PAGE TEXT —

· · · · · · ·

Would it be possible to use your tool to resolve the cell Barcodes as well as the UMI. The easiest way would maybe be to extract twice R1 with a paired option so that we append both the BC and the UMI in the name of the read in the R2. Then we could dedup the aligned file first on the BC and secondly on the UMI.

Please tell me if it seems doable and/or makes sense.

TomSmithCGAT commented 7 years ago

Hi @Hoohm. Arguably, you could use the a single barcode (cell + UMI) for deduplication as this would correct for errors in both the cell barcode and UMI simultaneously. However, unless I'm mistaken, the two barcodes are subtly different. Whilst both barcodes are random, the cell barcode should be one of n discrete sequence, where n is the number of cells sequenced. Due to sequencing errors (and possibly multiple cell barcodes in a single droplet for drop-seq?), the number of cell barcodes observed is > n. We would therefore like to correct the cell barcode against a whitelist of the real n barcodes. This is different to the UMIs where we don't have a whitelist of allowed sequences and hence we use networks to distinguish real UMIs from erroneous ones.

Is this the case with your drop-seq data too?

IanSudbery commented 7 years ago

I wasn't aware that drop-seq had white listed cell barcodes?

I would be templated to extract the full 20bp as a single barcode/UMI, perform the deduplication on this, and then split the barcode into cell barcode and umi. The only thing you might want to watch out for is that at 20bp, you might want up the edit_distance threshold. What do you think @TomSmithCGAT?

In theory, you could do the two separately, but what you'd need to do is this: 1) Deduplicate on gene + umi (method = unique) + cell barcode (method = directional) 2) Deduplicate the result of 1 on gene + umi (method= directional) + cell barcode(method = unique)

Currently we don't provide mechanisms to do this. (not saying its impossible, but its not in the current version, and would have to go on a to do list).

Hoohm commented 7 years ago

The way we consider valid cell barcodes is by checking the cumulative fraction of reads per cell barcodes on a so-called knee-plot. This allows to determine this white list of barcodes that you select as "whole cells". The "bend" is considered as the moment where the fraction of reads drops significantly and hence is not a whole cell anymore but rather floating RNA. (knee_plot attached)

· · · · · · ·

Stored data entries

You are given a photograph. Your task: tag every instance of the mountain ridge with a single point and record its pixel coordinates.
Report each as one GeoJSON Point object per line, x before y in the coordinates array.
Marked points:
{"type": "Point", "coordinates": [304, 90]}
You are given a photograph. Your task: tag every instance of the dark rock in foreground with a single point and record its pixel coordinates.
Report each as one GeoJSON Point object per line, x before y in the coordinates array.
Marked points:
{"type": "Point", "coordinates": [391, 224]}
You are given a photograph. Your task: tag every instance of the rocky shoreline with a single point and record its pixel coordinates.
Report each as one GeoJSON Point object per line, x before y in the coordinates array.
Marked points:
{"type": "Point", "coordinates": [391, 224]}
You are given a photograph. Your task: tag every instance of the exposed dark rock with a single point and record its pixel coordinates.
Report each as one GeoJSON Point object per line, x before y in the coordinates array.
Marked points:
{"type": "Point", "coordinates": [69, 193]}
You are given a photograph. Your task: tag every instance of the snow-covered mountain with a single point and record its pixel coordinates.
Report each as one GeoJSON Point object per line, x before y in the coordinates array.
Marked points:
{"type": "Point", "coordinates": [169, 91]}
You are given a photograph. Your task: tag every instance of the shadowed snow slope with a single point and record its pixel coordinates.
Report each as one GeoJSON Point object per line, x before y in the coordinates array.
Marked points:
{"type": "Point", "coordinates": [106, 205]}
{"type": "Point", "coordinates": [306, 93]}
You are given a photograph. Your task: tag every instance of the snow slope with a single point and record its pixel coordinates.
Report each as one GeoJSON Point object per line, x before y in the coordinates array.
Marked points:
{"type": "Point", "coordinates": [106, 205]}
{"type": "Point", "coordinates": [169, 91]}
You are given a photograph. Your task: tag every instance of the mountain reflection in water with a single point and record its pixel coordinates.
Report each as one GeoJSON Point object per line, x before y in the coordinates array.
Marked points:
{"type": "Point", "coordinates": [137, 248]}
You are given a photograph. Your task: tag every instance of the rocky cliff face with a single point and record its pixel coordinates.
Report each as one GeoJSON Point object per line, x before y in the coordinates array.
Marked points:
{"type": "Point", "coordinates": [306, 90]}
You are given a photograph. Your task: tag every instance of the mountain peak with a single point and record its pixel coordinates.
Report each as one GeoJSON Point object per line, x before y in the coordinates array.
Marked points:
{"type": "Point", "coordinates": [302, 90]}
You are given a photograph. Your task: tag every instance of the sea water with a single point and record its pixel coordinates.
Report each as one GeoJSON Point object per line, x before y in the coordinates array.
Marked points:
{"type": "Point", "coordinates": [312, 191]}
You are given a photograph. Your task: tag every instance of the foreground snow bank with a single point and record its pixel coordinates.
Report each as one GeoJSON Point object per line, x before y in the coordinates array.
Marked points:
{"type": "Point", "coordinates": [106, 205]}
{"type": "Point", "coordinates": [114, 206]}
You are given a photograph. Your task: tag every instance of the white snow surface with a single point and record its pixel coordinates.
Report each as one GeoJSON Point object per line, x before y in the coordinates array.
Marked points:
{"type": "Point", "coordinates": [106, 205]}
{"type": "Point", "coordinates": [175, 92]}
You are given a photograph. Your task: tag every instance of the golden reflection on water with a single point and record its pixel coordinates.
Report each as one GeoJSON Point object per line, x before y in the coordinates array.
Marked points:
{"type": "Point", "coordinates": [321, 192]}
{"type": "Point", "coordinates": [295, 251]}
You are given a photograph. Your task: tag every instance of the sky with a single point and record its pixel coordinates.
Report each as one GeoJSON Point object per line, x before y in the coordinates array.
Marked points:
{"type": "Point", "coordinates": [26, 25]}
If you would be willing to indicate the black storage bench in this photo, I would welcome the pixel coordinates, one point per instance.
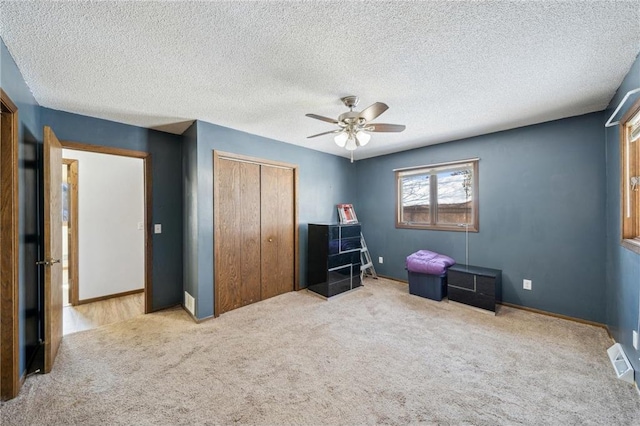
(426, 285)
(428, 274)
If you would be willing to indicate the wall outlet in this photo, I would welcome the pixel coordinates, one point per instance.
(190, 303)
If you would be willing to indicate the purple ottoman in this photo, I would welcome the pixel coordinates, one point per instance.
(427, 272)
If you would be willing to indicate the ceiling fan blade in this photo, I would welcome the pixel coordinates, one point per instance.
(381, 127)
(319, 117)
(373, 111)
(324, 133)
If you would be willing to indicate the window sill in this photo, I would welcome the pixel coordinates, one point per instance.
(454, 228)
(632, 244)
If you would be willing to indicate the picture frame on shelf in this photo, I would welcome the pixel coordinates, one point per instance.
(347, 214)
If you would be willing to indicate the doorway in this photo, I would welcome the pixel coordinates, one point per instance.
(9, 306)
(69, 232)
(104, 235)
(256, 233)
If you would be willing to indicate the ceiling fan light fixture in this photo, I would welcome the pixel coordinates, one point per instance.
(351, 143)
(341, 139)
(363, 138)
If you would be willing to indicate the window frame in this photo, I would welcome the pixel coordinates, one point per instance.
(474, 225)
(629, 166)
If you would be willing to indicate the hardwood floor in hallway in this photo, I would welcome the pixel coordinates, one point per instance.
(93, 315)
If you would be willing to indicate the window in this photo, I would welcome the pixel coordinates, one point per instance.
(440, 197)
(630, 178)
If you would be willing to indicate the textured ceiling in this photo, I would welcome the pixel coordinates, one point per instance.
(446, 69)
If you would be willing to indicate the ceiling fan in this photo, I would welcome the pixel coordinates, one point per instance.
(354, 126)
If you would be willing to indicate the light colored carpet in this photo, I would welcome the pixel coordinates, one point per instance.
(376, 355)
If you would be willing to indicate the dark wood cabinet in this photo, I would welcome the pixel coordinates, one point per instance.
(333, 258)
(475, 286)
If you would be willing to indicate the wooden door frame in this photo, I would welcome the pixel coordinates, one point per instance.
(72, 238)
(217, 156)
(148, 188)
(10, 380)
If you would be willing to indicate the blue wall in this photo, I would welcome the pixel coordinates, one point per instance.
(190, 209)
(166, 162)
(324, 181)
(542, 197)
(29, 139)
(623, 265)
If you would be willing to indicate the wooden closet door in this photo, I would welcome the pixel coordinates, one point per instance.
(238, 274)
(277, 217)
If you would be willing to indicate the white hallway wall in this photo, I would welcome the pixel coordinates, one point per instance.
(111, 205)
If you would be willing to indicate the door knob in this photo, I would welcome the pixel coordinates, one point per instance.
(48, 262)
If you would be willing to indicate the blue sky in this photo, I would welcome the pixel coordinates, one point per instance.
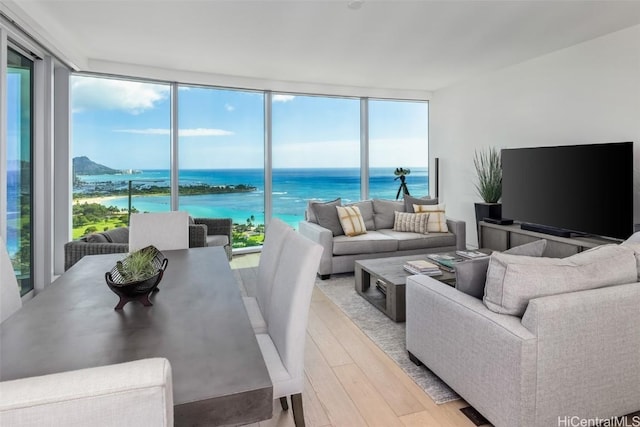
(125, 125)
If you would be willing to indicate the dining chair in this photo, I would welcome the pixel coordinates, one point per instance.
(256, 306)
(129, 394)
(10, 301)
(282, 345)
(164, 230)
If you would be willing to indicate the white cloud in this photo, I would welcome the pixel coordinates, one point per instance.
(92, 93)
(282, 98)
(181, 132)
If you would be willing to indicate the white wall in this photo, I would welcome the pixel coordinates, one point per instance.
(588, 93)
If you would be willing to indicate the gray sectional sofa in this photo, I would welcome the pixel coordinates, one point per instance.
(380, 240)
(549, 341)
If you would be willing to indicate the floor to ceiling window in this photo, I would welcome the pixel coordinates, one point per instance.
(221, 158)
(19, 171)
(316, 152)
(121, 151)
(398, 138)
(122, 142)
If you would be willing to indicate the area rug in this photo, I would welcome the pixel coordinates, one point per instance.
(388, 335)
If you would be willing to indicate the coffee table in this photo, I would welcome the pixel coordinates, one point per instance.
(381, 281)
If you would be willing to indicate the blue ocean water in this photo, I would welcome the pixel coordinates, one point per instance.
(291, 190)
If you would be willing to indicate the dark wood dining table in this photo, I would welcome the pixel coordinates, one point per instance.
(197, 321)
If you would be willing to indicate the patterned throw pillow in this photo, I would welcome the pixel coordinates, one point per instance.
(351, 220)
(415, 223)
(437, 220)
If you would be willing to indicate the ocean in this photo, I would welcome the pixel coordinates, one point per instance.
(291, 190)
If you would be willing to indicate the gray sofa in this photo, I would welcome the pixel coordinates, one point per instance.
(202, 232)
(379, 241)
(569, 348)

· · · · · · ·

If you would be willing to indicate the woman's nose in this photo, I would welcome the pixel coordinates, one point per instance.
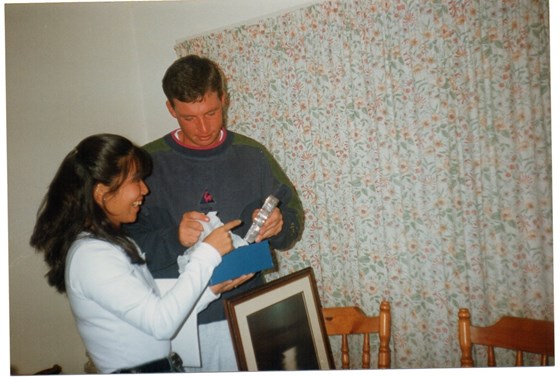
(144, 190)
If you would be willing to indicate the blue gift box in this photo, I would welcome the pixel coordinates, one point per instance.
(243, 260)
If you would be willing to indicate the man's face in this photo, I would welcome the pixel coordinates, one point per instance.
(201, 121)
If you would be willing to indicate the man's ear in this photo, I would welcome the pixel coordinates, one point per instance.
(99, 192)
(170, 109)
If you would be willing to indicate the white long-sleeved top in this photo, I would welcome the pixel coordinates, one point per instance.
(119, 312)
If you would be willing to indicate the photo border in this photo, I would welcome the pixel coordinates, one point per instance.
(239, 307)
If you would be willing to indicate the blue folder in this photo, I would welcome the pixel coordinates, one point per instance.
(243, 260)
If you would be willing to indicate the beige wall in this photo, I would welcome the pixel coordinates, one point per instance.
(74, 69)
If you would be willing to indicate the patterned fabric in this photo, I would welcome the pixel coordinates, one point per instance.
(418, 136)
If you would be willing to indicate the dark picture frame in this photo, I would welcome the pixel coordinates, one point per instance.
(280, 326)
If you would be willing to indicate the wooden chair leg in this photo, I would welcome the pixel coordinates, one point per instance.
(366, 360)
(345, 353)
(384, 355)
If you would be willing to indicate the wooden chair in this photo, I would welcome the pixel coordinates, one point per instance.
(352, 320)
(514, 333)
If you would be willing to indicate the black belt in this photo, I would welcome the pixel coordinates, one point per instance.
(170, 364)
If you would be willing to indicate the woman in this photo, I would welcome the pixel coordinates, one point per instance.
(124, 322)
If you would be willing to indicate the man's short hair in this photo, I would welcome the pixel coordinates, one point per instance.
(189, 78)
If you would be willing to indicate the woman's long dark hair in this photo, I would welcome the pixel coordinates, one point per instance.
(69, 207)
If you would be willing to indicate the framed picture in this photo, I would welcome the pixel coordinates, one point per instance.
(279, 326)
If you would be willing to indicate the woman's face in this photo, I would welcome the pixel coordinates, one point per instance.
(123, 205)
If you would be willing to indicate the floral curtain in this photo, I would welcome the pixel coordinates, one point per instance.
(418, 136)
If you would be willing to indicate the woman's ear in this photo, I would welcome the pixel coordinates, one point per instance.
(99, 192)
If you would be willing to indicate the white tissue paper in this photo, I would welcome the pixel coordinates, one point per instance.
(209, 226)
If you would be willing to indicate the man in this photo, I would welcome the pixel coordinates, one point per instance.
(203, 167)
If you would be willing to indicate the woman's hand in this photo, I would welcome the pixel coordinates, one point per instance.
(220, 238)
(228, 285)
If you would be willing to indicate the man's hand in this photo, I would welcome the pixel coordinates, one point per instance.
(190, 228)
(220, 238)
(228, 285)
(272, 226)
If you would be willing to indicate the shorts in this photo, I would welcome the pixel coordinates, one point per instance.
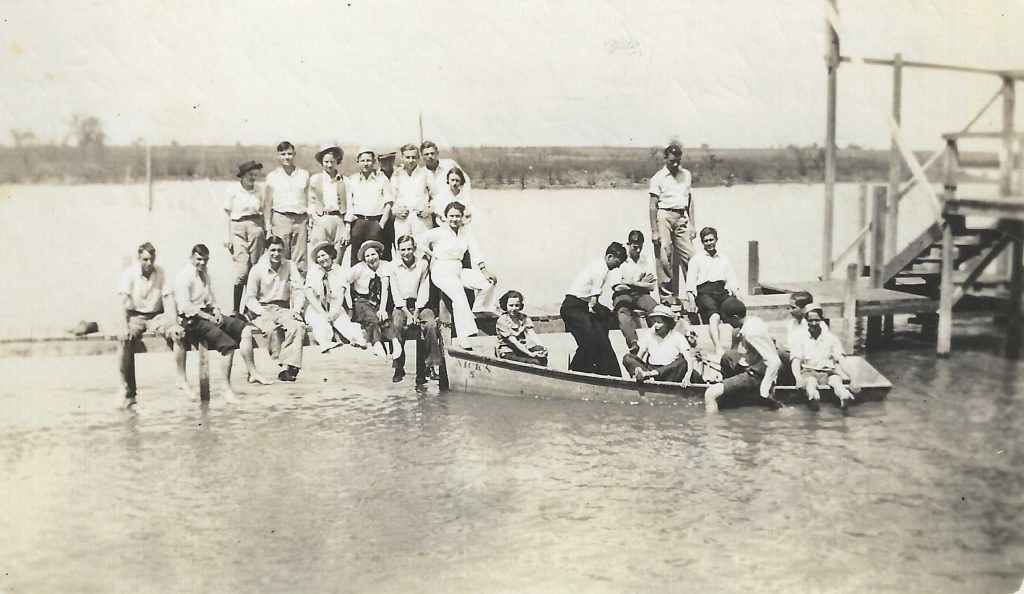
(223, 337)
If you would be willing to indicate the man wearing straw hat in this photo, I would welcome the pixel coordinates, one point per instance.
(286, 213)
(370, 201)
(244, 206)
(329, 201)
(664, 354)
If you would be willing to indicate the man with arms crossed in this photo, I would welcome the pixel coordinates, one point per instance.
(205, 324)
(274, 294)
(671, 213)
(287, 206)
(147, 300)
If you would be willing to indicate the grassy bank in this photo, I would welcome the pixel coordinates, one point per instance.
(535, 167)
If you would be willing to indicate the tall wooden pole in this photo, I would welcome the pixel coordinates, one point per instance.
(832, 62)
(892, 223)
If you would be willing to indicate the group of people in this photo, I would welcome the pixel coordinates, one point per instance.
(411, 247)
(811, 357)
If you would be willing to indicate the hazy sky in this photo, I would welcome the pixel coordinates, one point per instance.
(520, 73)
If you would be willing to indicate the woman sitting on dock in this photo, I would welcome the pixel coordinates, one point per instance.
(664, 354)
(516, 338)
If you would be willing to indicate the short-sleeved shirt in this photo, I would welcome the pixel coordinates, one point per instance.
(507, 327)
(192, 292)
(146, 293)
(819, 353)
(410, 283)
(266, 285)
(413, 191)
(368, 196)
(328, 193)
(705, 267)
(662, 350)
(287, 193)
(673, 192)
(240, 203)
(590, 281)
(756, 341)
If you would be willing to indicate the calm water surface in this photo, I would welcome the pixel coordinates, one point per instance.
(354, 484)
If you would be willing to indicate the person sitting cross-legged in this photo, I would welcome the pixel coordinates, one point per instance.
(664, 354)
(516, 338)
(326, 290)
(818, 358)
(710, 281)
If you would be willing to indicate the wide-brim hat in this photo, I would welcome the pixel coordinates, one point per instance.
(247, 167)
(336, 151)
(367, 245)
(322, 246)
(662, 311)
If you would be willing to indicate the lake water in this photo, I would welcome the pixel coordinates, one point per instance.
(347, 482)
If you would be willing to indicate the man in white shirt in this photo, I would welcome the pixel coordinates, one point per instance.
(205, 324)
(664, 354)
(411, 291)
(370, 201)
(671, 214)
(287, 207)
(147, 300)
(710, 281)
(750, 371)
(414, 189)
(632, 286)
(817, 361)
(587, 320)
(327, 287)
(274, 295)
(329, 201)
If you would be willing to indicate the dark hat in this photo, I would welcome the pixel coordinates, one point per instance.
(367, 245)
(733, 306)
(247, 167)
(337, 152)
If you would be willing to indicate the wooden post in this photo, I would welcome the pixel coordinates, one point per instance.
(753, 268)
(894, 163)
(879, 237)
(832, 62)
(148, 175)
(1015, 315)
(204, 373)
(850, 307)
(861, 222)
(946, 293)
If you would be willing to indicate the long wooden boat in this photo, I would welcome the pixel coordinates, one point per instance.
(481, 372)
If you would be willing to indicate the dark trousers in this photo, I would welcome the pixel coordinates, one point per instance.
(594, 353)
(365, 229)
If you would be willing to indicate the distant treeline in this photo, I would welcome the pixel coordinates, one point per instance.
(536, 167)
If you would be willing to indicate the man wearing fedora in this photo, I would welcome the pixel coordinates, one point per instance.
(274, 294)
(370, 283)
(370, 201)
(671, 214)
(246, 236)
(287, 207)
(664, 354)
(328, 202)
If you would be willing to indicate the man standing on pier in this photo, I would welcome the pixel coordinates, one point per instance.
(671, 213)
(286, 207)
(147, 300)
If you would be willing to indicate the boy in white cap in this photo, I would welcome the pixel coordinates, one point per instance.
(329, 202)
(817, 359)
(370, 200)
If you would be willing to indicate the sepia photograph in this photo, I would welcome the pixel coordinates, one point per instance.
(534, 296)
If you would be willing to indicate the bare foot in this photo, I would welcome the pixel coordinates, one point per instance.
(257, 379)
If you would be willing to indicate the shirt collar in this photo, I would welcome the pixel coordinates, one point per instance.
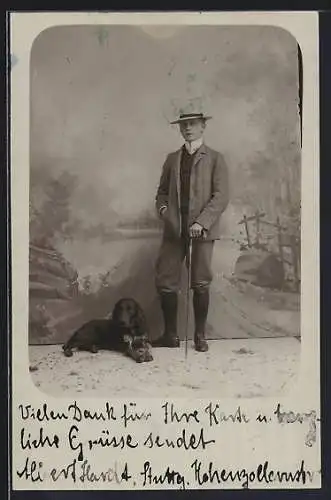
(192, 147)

· · · · · · ·

YOUR GOAL — Reproduce the part of the cell barcode thread that begins at the words "Would it be" and stops after "and/or makes sense.". These rows stand apart from the thread on cell barcodes and UMIs.

EXPECTED OUTPUT —
Would it be possible to use your tool to resolve the cell Barcodes as well as the UMI. The easiest way would maybe be to extract twice R1 with a paired option so that we append both the BC and the UMI in the name of the read in the R2. Then we could dedup the aligned file first on the BC and secondly on the UMI.

Please tell me if it seems doable and/or makes sense.